■ Tasks:
[1] In the text on terrorism, why did the worldwide terrorist cause gain oxygen after the September 11 attacks? Answer in one to three sentences.
[2] Reproduce word for word the passage of the text on terrorism from "The Mumbai attacks" to "form of terrorism.".

■ Exercise text:
▬▬▬
Time to take new stand on terrorism
November 28th, 2008
HOW the world reacts to terrorist attacks in Mumbai will determine whether or not terrorism gets a second breath following the relative peace of the past few years.
The world is beginning to understand that terrorism, which has wrapped itself in sectarian idealism for the past decade, is no more than racism.
For infidels read Westerners and for Westerners read anyone with a white skin or a British or American passport.
Al-Qaeda and the Mujahideen are banking on the ignorance of millions of impoverished Middle Eastern and southern Asian people to allow their brand of zealotry to flourish. They invoke memories of the colonialism of white masters, gone at least half a century ago, to stoke their fires of hatred.
However misguided their campaign may be, the men with grenades and machine guns in Mumbai are as deadly and as callous as those who steered passenger planes into the World Trade Centre towers.
Note the continuing modus operandi: They all kill innocent people in the name of social or religious justice.
They do not attack the military.
India has suffered many terrorist attacks in the 60 years since its independence, yet it finds itself on new and dangerous ground with attacks on the Taj Mahal Hotel, the Oberoi Trident Hotel, a Jewish centre, a railway station, a cafe and a hospital.
These are places known to be frequented either by Westerners or by the most vulnerable of ordinary citizens.
The worldwide terrorist cause gained oxygen after the September 11 attacks not because of US counter-attacks against al-Qaeda or Middle Eastern criminal gangs, but because the lack of a common bond between decent, peace-loving nations. Spain, Turkey, Britain, Bali (and, by extension Australia) all became targets of al-Qaeda's bombers at a time when outrage against terrorism was strong, but practical international government cooperation still was weak.
India, the second most populous nation on earth and the largest democracy in the world, needs to know that all other democracies stand by her side.
The Mumbai attacks are significant not just because more than 100 people were killed, but because India stands on the threshhold of greatness and change.
Sectarian violence is the great fragmenter of nations and India can ill afford to be riven by anti-Western anarchists just when its economy is taking off and its people are being lifted out of poverty.
The latest attacks are a new pulse of the old form of terrorism.
Australia, at the forefront of anti-terrorism, should be as determined as ever to help India to contain its insurgents.
▬▬▬
■ Records:
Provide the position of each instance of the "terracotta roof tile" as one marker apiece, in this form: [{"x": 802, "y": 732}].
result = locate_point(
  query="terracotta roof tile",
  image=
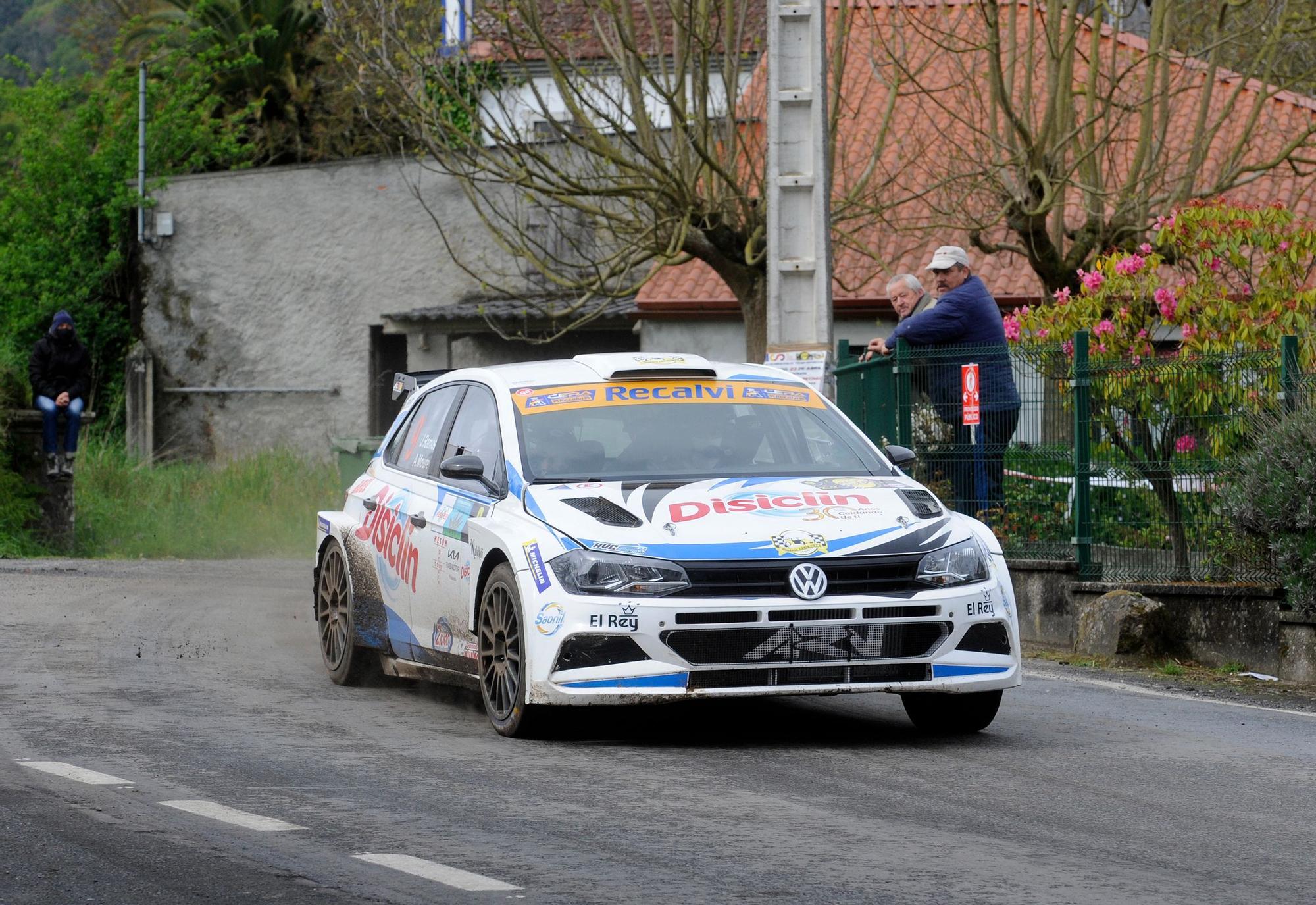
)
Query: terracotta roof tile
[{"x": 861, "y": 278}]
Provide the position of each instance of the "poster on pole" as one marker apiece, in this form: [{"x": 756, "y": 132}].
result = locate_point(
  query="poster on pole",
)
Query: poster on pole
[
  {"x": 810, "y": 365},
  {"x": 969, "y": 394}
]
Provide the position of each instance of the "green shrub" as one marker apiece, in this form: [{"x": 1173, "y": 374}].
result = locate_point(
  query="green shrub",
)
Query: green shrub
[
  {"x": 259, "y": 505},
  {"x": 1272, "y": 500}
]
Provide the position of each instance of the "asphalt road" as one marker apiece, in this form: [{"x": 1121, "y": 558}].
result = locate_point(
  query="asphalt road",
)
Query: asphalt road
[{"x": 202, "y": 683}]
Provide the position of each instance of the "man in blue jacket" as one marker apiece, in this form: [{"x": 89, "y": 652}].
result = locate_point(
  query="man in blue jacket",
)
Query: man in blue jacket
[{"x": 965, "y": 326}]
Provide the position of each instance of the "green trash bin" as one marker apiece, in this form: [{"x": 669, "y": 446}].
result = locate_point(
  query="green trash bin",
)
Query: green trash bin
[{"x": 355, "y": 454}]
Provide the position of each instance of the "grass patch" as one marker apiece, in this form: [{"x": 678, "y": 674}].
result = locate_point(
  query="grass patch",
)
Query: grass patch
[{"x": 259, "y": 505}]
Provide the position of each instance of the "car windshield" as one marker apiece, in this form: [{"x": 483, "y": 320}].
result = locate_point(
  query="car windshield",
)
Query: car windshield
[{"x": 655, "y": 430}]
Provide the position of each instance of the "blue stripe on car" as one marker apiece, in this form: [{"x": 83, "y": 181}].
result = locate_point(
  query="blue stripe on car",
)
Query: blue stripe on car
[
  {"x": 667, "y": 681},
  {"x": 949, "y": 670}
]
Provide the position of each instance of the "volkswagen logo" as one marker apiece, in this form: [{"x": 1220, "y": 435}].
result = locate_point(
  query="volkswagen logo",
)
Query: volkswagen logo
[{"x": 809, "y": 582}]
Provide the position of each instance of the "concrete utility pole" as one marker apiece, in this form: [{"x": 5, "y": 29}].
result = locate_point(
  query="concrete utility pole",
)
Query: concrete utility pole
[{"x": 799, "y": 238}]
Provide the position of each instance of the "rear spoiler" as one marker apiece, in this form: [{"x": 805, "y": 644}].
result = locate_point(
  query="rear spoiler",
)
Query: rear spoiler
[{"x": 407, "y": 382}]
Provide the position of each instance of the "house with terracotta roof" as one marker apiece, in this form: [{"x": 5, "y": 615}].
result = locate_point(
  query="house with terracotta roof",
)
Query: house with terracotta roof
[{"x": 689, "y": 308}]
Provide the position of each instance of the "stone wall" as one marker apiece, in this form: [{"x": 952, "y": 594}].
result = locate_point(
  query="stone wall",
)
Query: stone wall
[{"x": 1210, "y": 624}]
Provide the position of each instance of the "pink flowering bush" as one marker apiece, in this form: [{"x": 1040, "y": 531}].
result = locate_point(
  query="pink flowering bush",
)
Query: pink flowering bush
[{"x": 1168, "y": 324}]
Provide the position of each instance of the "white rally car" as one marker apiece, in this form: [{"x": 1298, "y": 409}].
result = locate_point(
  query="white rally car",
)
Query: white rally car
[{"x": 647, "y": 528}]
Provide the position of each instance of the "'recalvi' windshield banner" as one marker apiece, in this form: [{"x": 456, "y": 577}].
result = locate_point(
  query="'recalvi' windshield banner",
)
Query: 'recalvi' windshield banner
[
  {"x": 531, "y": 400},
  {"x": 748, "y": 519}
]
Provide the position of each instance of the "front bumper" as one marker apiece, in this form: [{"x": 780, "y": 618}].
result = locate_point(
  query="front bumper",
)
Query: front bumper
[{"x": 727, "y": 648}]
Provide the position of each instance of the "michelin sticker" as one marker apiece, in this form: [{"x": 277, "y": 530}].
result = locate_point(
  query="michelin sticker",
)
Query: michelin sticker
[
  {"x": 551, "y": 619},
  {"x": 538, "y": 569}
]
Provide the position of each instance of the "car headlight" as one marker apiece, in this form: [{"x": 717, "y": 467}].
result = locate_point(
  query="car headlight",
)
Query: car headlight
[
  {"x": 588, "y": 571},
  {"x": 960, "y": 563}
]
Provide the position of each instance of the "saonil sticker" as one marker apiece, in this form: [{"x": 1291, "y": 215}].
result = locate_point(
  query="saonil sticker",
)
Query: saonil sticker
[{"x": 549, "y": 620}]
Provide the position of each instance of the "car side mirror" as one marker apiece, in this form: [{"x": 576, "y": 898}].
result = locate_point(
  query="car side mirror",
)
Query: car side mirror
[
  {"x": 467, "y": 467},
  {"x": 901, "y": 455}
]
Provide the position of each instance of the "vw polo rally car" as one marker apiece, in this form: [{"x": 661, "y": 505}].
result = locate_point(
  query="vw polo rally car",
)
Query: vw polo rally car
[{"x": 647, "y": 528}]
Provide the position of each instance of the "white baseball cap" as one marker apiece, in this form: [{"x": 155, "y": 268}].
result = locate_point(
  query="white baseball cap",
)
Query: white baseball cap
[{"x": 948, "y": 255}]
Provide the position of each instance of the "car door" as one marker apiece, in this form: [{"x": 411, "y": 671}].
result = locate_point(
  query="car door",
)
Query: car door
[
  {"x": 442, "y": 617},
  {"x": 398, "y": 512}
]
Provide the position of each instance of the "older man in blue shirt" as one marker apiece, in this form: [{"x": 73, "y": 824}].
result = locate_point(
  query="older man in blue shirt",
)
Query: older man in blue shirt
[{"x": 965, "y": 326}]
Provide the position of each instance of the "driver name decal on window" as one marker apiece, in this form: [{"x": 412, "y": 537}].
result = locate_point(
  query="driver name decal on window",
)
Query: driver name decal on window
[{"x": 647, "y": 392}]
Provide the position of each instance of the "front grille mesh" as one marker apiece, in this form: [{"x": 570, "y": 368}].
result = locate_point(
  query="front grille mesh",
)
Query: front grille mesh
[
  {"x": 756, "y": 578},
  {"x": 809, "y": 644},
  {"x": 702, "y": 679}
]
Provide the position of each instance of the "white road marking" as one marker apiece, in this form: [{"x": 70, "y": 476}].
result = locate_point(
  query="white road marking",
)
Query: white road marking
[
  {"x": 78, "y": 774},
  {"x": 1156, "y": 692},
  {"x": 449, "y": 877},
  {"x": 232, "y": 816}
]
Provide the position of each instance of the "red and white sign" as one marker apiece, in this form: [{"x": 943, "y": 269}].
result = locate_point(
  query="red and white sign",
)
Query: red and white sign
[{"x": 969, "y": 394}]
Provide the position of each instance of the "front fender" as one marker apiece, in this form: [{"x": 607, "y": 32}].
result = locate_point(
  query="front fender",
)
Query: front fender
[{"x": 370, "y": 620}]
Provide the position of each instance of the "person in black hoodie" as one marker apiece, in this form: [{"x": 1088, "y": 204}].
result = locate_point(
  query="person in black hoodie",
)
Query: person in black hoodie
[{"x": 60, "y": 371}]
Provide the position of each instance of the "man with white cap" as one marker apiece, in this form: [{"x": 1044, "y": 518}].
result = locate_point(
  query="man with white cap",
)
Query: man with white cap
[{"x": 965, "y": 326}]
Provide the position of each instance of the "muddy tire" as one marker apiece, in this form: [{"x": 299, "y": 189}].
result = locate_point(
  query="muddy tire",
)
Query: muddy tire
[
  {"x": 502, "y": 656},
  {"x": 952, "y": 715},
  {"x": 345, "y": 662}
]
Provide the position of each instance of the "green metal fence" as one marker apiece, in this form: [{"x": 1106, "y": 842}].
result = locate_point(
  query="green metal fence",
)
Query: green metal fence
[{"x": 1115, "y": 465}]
▬▬▬
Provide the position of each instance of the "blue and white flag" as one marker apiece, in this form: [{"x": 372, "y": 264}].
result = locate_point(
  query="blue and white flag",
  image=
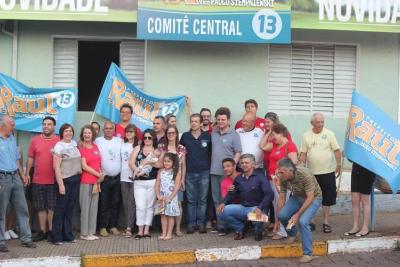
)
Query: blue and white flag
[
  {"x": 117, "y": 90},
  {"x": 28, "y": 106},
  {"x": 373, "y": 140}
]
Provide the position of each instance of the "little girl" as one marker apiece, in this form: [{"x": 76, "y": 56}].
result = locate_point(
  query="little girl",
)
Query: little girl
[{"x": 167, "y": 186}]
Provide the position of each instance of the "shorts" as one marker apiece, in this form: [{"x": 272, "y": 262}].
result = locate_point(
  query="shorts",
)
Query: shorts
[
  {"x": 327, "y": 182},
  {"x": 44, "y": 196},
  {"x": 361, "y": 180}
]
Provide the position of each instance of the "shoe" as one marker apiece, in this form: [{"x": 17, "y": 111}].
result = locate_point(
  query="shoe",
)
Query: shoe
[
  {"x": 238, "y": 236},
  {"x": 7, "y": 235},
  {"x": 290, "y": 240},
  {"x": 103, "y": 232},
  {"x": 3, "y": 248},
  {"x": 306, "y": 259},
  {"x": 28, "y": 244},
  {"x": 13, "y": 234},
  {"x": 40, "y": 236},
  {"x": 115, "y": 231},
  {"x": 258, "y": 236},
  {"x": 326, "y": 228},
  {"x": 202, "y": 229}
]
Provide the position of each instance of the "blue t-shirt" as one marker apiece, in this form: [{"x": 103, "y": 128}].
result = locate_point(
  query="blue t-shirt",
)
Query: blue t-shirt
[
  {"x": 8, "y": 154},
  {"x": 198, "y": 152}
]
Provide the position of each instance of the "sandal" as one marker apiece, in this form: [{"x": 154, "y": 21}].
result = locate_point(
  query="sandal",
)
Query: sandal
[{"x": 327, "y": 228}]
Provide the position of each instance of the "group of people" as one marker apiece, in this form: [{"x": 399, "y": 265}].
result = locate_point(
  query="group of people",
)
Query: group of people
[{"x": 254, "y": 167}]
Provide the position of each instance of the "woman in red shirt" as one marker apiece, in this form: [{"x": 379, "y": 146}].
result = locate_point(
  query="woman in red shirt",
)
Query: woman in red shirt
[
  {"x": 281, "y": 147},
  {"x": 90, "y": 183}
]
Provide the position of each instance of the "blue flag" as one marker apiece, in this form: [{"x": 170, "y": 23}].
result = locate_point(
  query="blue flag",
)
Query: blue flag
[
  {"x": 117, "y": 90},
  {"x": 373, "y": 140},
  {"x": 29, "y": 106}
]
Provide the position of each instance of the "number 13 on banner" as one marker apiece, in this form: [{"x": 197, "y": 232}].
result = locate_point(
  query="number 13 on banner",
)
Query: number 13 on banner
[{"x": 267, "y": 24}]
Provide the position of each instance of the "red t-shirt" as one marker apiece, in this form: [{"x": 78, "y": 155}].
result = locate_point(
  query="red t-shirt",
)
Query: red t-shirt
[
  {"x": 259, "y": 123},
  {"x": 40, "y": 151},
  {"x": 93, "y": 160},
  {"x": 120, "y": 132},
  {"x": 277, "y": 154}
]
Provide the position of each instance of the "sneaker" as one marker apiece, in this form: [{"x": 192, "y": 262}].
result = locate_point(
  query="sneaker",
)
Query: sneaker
▬▬▬
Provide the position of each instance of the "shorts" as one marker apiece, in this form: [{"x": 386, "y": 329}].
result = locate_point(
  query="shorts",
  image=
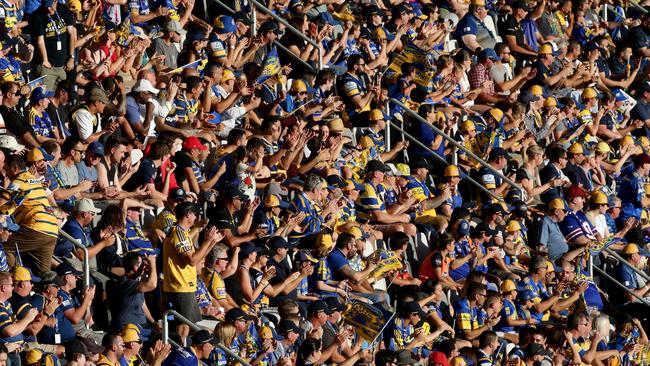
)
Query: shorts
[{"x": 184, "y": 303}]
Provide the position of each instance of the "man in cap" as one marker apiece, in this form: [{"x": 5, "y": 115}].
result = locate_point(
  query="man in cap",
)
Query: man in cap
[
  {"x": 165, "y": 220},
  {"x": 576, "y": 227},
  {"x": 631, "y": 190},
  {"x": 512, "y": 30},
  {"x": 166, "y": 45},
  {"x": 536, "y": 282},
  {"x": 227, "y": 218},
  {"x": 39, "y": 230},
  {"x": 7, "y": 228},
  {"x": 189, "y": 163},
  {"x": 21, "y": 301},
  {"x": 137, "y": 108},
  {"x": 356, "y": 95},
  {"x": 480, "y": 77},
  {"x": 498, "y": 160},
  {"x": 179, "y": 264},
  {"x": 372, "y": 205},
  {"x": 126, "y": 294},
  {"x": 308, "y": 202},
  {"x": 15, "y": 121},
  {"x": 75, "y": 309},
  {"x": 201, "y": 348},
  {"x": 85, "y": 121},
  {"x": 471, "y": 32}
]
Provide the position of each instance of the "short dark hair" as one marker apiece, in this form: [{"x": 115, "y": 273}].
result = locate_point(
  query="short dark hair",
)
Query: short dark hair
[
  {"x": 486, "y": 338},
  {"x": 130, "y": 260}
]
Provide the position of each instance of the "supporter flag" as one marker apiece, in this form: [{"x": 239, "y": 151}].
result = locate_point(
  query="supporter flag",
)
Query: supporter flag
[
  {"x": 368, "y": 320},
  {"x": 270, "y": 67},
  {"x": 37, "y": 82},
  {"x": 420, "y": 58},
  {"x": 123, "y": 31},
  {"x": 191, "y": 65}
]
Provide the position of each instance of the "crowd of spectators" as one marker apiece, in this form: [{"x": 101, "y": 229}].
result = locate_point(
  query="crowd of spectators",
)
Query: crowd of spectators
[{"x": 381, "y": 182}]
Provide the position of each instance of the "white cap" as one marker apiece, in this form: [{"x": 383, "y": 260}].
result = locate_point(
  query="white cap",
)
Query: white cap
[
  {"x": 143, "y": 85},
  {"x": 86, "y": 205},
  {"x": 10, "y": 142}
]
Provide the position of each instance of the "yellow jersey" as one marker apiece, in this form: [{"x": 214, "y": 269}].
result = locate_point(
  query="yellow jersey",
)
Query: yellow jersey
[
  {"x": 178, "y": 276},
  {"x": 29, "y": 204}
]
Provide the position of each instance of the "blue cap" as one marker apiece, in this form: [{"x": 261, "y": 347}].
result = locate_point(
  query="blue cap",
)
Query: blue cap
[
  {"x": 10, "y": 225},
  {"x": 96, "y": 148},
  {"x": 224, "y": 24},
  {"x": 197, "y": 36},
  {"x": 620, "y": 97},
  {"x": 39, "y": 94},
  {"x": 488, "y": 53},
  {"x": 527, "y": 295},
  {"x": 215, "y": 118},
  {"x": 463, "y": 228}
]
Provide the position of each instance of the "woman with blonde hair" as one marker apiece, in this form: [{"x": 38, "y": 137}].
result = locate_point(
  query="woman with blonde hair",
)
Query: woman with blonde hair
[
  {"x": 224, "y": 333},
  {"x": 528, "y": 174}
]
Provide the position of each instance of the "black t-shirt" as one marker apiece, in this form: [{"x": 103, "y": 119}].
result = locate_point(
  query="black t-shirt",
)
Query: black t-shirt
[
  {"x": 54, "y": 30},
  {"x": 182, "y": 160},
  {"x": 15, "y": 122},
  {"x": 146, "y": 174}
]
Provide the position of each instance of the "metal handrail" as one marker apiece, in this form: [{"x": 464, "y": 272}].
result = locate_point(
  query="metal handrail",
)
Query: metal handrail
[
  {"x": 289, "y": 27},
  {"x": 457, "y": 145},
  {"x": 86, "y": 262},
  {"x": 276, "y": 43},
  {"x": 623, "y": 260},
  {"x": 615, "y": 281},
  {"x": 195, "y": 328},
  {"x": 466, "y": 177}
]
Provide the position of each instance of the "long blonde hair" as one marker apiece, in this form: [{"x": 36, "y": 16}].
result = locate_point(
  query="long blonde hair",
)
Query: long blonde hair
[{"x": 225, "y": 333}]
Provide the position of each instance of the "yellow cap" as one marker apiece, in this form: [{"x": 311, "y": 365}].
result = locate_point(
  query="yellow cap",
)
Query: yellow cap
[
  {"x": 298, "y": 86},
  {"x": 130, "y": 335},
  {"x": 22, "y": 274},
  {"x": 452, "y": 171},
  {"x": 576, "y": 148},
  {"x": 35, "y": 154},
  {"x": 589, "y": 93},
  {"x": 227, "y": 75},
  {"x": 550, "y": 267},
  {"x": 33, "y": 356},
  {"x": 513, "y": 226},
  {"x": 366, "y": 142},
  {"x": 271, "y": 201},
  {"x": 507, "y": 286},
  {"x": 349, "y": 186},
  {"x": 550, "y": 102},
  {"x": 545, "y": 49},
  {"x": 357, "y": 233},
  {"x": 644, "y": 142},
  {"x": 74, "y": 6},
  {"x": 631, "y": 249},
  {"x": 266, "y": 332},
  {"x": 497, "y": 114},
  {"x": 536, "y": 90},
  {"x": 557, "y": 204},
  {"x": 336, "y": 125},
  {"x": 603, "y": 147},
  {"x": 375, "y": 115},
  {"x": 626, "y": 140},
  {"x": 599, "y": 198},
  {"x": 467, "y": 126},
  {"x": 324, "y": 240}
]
▬▬▬
■ Your written answers:
[1] The cause gained oxygen because decent, peace-loving nations lacked a common bond, not because of US counter-attacks against al-Qaeda or Middle Eastern criminal gangs. Spain, Turkey, Britain and Bali all became targets at a time when outrage against terrorism was strong but practical international government cooperation was still weak.

[2]
The Mumbai attacks are significant not just because more than 100 people were killed, but because India stands on the threshhold of greatness and change.
Sectarian violence is the great fragmenter of nations and India can ill afford to be riven by anti-Western anarchists just when its economy is taking off and its people are being lifted out of poverty.
The latest attacks are a new pulse of the old form of terrorism.